TASK DETAILS
Whenever an image turns up, omit it and return the remaining data exactly.

• • • • • • •

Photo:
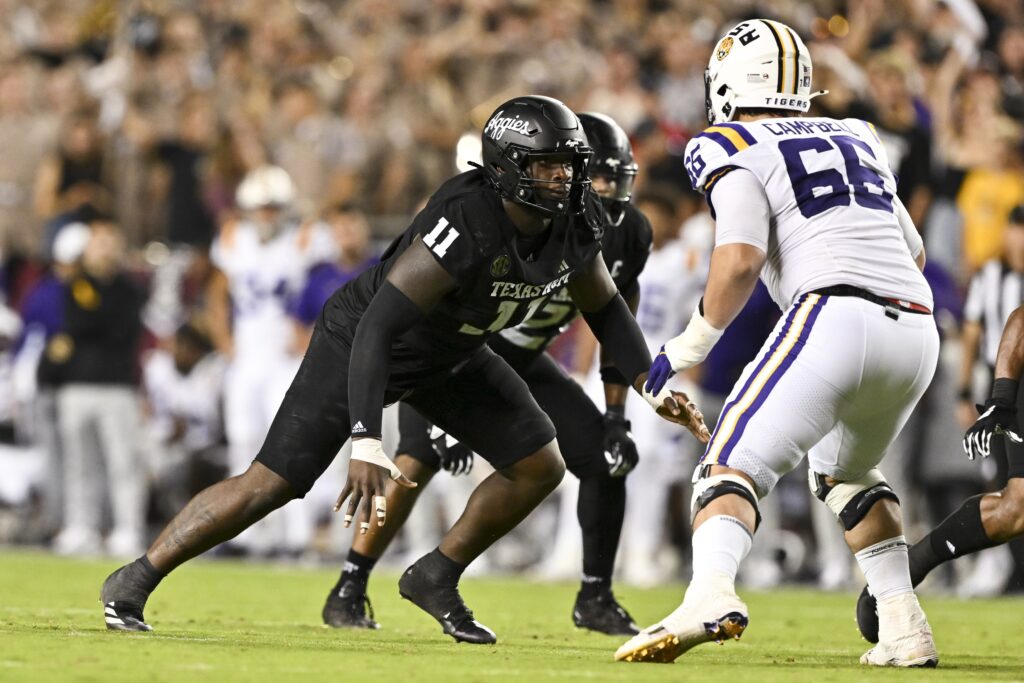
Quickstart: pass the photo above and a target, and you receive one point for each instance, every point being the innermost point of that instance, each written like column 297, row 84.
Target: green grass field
column 240, row 622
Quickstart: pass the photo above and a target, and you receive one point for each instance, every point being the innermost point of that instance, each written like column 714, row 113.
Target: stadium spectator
column 183, row 400
column 97, row 401
column 73, row 181
column 37, row 374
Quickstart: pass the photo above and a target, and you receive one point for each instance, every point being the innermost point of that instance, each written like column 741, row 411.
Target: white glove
column 371, row 451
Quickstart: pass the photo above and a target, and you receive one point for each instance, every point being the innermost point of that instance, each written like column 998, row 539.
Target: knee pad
column 851, row 500
column 708, row 488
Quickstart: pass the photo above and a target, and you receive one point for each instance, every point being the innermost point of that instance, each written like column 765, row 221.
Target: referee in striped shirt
column 995, row 291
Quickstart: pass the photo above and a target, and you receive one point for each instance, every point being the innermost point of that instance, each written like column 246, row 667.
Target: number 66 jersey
column 835, row 217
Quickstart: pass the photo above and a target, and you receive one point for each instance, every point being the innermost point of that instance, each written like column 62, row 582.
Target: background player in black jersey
column 989, row 519
column 597, row 449
column 488, row 249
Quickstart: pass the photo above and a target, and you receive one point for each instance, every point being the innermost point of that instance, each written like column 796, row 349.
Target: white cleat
column 904, row 637
column 716, row 615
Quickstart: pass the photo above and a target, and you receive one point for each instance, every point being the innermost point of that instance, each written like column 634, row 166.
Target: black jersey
column 466, row 228
column 625, row 248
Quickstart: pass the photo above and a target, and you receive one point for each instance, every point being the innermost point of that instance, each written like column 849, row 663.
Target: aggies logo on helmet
column 499, row 124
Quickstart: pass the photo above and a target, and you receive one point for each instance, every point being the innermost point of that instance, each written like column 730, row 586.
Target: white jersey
column 834, row 215
column 195, row 398
column 671, row 285
column 264, row 278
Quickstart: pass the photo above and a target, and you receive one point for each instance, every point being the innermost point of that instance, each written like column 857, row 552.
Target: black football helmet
column 529, row 129
column 612, row 159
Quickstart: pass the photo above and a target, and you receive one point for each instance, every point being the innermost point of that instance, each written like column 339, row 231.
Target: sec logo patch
column 501, row 266
column 723, row 49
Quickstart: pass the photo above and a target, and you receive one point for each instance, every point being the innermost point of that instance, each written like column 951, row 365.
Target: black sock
column 440, row 568
column 960, row 534
column 136, row 581
column 600, row 509
column 357, row 567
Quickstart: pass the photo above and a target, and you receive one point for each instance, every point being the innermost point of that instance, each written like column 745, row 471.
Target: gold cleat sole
column 669, row 647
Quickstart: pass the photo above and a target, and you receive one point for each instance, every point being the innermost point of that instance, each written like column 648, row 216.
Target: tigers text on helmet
column 760, row 63
column 612, row 159
column 531, row 129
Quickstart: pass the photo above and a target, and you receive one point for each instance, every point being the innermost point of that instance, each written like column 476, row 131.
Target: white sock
column 886, row 567
column 719, row 546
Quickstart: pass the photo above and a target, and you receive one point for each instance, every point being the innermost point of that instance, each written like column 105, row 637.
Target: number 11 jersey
column 466, row 229
column 834, row 214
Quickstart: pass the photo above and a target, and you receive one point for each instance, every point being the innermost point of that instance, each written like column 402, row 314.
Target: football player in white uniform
column 810, row 205
column 262, row 260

• • • • • • •

ANSWER AREA
Photo:
Quickstart: pass the photo above and a target, and you receive one point for each instance, every point being the innermost point of that instance, each written like column 297, row 84.
Target: green grass field
column 240, row 622
Quickstart: pass the photo above and a target, and you receive one point for each instance, every point being the innermost point of that instance, each written like column 714, row 113.
Target: stadium spectator
column 183, row 400
column 97, row 401
column 73, row 181
column 37, row 374
Quickstart: pass the photo above and a target, and you receive one point for each instance, every point being the innermost point of that instance, each written like column 741, row 411.
Target: white glove
column 371, row 451
Quickstart: pass the photo above and a target, and you receive one point for each instance, every point being the innermost point of that instance, each written like column 998, row 539.
Target: knee pad
column 851, row 500
column 708, row 488
Quickstart: pass the photo above and a target, and you receive one point for each instance, every point being the innermost point of that instance, each written like column 765, row 221.
Target: referee in striped shirt
column 995, row 291
Quickstart: pass the photo above and a target, and you receive one point for each instance, every point being the innermost point of that instance, each written like column 246, row 667.
Target: number 66 jersey
column 835, row 217
Quickstart: pass the photo above and a target, and you receive one point for each instance, every point being the innermost point of that instance, each written like column 62, row 582.
Target: background player in black jersey
column 989, row 519
column 597, row 449
column 488, row 249
Quickstart: pass the photo above and a target, and you receive one point for each instance, every point being the innermost point of that instance, each written like column 796, row 349.
Target: white cleat
column 904, row 637
column 716, row 615
Quickstart: pass the photo above and a target, and you receive one point for each instance, every point being the innermost point of that instance, each written like column 634, row 166.
Target: black jersey
column 466, row 228
column 625, row 248
Quickstart: pass the photo above and a target, and you receive one point for each instance, every point being the innermost point of that instance, each written like column 849, row 663.
Target: aggies logo on helmet
column 499, row 124
Quickstart: pass the photo above and a target, and you receive one point for each instance, every point being the innermost point of that instance, each written like column 730, row 586.
Target: white jersey
column 834, row 215
column 195, row 398
column 671, row 285
column 264, row 278
Quickstart: pass the photo above and a target, and you receive one point for each instance, every point being the innermost point of that instance, each written like column 857, row 552.
Target: black football helmet
column 529, row 129
column 612, row 159
Quickstart: pass the photo above and a target, and you receive one point for each instance, every point being the innermost point of that instance, each written like column 339, row 231.
Target: sec logo patch
column 501, row 266
column 723, row 49
Quickstart: pass the photo above and a target, and you receive one point for each instance, every point being the innermost point of that instance, each written like column 951, row 365.
Target: black sock
column 440, row 568
column 960, row 534
column 136, row 581
column 600, row 509
column 357, row 567
Quickstart: pass the photo above and a target, and you receive one point for each instance, every point being the innermost point of that instance, each written like column 745, row 471.
Target: gold cleat sole
column 669, row 647
Quickstart: pass the photo above and a target, and you receive one point for each instance, every point being the innermost point of that instance, each written like column 648, row 216.
Target: tigers text on helmet
column 760, row 63
column 612, row 159
column 531, row 129
Quickstart: pass the photo above and a target, and you receive one point for each instance, every point being the innermost point of that instance, each written like column 476, row 131.
Target: white sock
column 886, row 567
column 719, row 546
Quickstart: pass the photo above and a target, and you receive one point for each instance, every point being the innermost point of that instance, each written like column 105, row 637.
Target: number 11 jersey
column 466, row 229
column 834, row 214
Quickstart: pass the photo above and a target, and you receive one point for each instance, every point being the innermost point of that instance, each written like column 402, row 314.
Target: football player in white uniform
column 810, row 205
column 262, row 260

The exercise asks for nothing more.